*What this exercise asks*:
• 1. Answer these questions using the passage on taming the monkey mind.
(a) Besides some meditative-technical knowhow, what four qualities does the passage say we need to begin taming the monkey mind?
(b) What does the passage say happens if we watch our thoughts and feelings too intensely?
(c) What is the title of the earlier post that the passage mentions?
• 2. Write the next paragraph of the passage on taming the monkey mind, starting after its final sentence.

*Source text*:
The wisdom and lesson that can be learned from the above example of the overly-serious meditator is that if we try to ignore or supress the monkey mind, it can lead to both internal and external conflict. The same thing happens if we are too rigid and serious in our efforts to tame the monkey within. In other words, in order to begin taming the monkey mind, in addition to a certain degree of meditative-technical knowhow, we need a great deal of patience, gentleness, perseverance, and a good sense of humour.

If we understand that on the one hand, taming the monkey mind requires lots of effort and is arguably the most important thing we will ever do in our lives, but on the other hand personal and spiritual growth takes time and cannot be forced, then we create the optimum frame of mind for enjoying the process of transforming unwholesome habits and for progressing along the path of awareness. In order to tame the monkey mind, we need to become aware of its undisciplined nature but in a manner that keeps things light, spacious, and airy. As we discussed in our post on ‘the absorbing mind’, the simple act of observing and becoming aware of our thoughts and mental processes helps to objectify them and to loosen their hold over us. However, if we try to watch our thoughts and feelings too intensely then despite our efforts to do the opposite, we end up giving them too much power and importance.

*Recorded information*:
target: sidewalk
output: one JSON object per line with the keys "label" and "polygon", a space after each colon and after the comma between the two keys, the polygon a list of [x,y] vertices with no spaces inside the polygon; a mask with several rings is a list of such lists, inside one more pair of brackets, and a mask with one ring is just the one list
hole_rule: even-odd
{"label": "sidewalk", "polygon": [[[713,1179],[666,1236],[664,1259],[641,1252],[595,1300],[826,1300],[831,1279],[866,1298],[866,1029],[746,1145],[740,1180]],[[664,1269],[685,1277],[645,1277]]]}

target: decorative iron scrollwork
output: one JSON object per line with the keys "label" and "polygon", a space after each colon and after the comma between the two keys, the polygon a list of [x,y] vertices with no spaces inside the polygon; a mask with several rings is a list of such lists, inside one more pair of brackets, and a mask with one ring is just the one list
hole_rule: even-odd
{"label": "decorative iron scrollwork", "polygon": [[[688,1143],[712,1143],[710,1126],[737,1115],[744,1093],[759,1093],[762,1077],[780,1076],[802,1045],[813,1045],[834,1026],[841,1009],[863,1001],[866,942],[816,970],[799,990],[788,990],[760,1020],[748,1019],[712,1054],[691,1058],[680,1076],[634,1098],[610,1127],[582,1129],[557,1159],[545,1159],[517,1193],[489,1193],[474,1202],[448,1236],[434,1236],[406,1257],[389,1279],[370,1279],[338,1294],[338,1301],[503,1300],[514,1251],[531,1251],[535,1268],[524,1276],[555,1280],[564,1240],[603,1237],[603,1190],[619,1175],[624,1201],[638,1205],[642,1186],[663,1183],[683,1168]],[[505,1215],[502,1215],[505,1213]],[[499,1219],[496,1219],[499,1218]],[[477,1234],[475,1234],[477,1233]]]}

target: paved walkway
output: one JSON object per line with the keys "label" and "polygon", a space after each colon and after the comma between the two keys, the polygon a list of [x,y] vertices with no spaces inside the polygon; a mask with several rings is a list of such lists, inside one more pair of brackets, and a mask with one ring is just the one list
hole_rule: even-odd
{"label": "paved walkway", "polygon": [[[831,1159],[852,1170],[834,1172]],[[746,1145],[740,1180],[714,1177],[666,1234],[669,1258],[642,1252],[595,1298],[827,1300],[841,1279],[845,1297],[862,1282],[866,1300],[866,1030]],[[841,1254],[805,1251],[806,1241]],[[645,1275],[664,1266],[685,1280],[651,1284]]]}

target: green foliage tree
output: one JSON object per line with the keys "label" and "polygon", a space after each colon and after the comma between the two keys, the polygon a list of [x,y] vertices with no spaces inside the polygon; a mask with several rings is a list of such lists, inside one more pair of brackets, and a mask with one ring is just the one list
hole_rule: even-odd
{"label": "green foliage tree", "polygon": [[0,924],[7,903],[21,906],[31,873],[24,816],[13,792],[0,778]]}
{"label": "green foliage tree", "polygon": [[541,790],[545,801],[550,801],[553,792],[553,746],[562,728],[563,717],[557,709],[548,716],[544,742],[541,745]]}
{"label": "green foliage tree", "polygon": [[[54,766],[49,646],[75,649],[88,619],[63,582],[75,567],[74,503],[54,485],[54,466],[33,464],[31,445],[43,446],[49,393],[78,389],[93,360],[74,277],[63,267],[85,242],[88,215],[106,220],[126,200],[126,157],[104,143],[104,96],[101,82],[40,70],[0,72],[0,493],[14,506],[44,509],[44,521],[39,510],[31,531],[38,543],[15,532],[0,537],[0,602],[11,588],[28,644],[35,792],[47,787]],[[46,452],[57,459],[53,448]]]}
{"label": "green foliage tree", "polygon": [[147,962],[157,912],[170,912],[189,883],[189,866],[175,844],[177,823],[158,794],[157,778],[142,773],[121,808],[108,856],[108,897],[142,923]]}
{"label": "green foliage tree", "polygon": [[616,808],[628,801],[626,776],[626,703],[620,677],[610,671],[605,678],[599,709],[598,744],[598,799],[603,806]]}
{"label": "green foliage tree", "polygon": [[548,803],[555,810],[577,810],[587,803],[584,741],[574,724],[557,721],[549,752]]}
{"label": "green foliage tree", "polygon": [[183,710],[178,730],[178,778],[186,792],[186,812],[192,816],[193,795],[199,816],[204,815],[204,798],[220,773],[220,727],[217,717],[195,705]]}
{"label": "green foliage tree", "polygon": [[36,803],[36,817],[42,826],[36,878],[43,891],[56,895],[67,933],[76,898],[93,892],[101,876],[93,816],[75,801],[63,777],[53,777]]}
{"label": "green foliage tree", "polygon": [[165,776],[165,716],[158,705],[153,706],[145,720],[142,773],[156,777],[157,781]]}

*Answers to the tasks*:
• 1.
(a) Patience, gentleness, perseverance, and a good sense of humour.
(b) We end up giving them too much power and importance, despite our efforts to do the opposite.
(c) 'The absorbing mind'.

• 2.
Therefore, when we practice awareness of our thoughts and of our mental processes, we should do so with a very big and generous mind. This means that we accept the mind as it is and that we don’t try to manipulate it. If the mind is particularly wild and out of control that’s absolutely fine – all we do in this situation is take the unruly mind itself as the object of our awareness. In effect, what we are doing is setting the mind free within the field of our awareness. Because we are not holding onto the mind or offering it resistance by trying to keep it under control, it has no alternative but to begin to calm and settle. Believe it or not, attempting to modify the mind actually runs contrary to the general principle of meditation which is that tranquillity and wisdom are naturally present in the mind and will arise of their own accord when the correct conditions come about. One of these ‘correct conditions’ is simply observing and nourishing the mind through meditative awareness. A metaphor that we have used previously to help explain this principle is that of a garden fish pond – every time the garden pond is stirred or interfered with, the water becomes muddy and unsettled. However, if a person sits quietly next to the pond and simply observes it, the water becomes perfectly still and clear again.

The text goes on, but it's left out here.